Dataset rows:
_ _ _ _
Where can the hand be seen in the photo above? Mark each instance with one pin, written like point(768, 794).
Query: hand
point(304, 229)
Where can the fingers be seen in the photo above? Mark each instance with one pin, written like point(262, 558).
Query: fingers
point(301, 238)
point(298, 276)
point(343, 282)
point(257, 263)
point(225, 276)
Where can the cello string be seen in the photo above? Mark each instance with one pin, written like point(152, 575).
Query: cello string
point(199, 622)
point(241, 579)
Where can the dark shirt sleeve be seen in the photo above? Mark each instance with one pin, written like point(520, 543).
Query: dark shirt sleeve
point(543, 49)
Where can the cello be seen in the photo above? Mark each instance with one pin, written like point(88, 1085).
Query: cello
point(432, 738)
_ _ _ _
◆ **WHAT THE TASK ASKS**
Rewrite the listing above, swapping each occurrence of "pin" for "marker" and leaving every other character as it is.

◆ **SOLVED PROBLEM**
Where can the hand be seen in the photo above? Mark each instance with one marker, written like point(768, 794).
Query: hand
point(304, 229)
Where can the fingers be seen in the photo above? Mark each instance with one marker, written like point(262, 558).
Query: fingers
point(301, 238)
point(298, 276)
point(343, 282)
point(257, 263)
point(225, 276)
Where can the cello string be seen in the photo above? Mark each instance with one marker, written like point(152, 575).
Query: cello string
point(199, 622)
point(241, 579)
Where can the dark shirt sleeve be seen in the photo above? Mark each instance with one marker, written like point(520, 543).
Query: dark shirt sleeve
point(543, 49)
Where can the cello be seen in the photo above? Mark each instance with one marker, written like point(88, 1085).
Query: cello
point(432, 738)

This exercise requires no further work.